* _Extrait retenu_:
Intervention de Annie Le Houerou

Mission d'information Lutte contre la précarisation et la paupérisation — Réunion du 14 septembre 2021 à 15h00
Examen du rapport de la mission d'information

Photo de Annie Le HouerouAnnie Le Houerou, présidente :

Je partage les diagnostics issus de nos travaux, même si je reste un peu frustrée par l'approche choisie. C'est naturel : nous avons eu quelques divergences d'appréciation quant aux solutions proposées, s'agissant, notamment, de la valeur « travail ». Le groupe Socialiste, Écologiste et Républicain présentera prochainement des propositions complémentaires. Nous devons encore y travailler, car ce rapport est très dense et nous n'en avons pris connaissance que récemment.

* _Données fournies_:

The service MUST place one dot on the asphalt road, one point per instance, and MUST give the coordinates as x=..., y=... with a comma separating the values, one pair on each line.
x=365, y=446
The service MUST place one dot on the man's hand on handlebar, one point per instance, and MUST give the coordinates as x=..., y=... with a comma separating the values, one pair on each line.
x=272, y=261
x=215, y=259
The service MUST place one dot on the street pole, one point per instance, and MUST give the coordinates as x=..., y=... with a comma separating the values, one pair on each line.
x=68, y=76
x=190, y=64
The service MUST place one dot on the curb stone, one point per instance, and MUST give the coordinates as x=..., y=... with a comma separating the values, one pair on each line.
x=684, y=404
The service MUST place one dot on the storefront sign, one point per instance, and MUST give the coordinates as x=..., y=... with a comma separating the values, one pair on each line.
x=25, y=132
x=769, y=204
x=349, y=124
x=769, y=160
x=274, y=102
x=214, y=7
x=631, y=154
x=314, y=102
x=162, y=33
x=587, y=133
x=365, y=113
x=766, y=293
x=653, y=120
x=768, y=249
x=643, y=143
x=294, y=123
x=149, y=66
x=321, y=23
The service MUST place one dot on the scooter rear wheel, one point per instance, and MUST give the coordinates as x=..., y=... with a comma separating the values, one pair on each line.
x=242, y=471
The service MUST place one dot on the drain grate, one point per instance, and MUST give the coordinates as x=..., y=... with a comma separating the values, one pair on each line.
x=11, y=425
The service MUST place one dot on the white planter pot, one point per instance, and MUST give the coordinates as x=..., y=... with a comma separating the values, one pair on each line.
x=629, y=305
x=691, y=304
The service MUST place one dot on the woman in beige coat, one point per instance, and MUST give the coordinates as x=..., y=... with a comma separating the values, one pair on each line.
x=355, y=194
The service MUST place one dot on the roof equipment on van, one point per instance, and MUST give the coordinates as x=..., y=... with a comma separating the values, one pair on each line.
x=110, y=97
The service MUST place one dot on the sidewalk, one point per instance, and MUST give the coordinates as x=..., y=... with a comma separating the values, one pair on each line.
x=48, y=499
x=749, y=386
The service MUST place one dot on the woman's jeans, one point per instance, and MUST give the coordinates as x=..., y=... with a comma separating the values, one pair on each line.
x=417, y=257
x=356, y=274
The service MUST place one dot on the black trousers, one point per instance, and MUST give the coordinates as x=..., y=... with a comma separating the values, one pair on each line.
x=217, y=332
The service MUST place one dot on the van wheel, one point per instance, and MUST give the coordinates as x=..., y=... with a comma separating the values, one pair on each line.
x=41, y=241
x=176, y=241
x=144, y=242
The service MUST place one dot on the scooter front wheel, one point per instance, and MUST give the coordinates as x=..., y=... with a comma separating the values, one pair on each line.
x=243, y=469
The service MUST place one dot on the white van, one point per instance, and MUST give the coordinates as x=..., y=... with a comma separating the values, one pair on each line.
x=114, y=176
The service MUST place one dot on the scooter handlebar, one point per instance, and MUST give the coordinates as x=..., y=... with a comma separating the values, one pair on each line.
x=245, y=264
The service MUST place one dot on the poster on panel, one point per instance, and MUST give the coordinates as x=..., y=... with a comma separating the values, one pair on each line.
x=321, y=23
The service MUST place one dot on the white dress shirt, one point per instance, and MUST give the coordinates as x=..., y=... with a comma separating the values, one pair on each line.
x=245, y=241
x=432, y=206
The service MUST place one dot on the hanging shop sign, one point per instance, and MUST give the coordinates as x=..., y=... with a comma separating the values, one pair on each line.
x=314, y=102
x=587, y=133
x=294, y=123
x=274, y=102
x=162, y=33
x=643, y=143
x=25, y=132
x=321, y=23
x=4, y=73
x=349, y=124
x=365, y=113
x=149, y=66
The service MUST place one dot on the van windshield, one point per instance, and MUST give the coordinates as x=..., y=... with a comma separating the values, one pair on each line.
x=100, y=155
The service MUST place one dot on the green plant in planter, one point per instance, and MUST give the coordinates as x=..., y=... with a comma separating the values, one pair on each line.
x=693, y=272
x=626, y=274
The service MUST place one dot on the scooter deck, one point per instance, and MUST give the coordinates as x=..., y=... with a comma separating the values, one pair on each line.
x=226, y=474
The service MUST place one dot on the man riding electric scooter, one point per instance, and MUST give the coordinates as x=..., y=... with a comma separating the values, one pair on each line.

* _Consignes de travail_:
1. Quels qualificatifs composent le nom du groupe politique cité dans l'extrait ?
2. Pouvez-vous reproduire à l'identique le passage de l'extrait qui s'ouvre sur les mots contenant "Photo de Annie" et se termine par "connaissance que récemment." ?
Ce matériel forme un ensemble à part, indépendant de l'extrait.

* _Résultats attendus_:
1. Socialiste, Écologiste, Républicain

2.
Photo de Annie Le HouerouAnnie Le Houerou, présidente :

Je partage les diagnostics issus de nos travaux, même si je reste un peu frustrée par l'approche choisie. C'est naturel : nous avons eu quelques divergences d'appréciation quant aux solutions proposées, s'agissant, notamment, de la valeur « travail ». Le groupe Socialiste, Écologiste et Républicain présentera prochainement des propositions complémentaires. Nous devons encore y travailler, car ce rapport est très dense et nous n'en avons pris connaissance que récemment.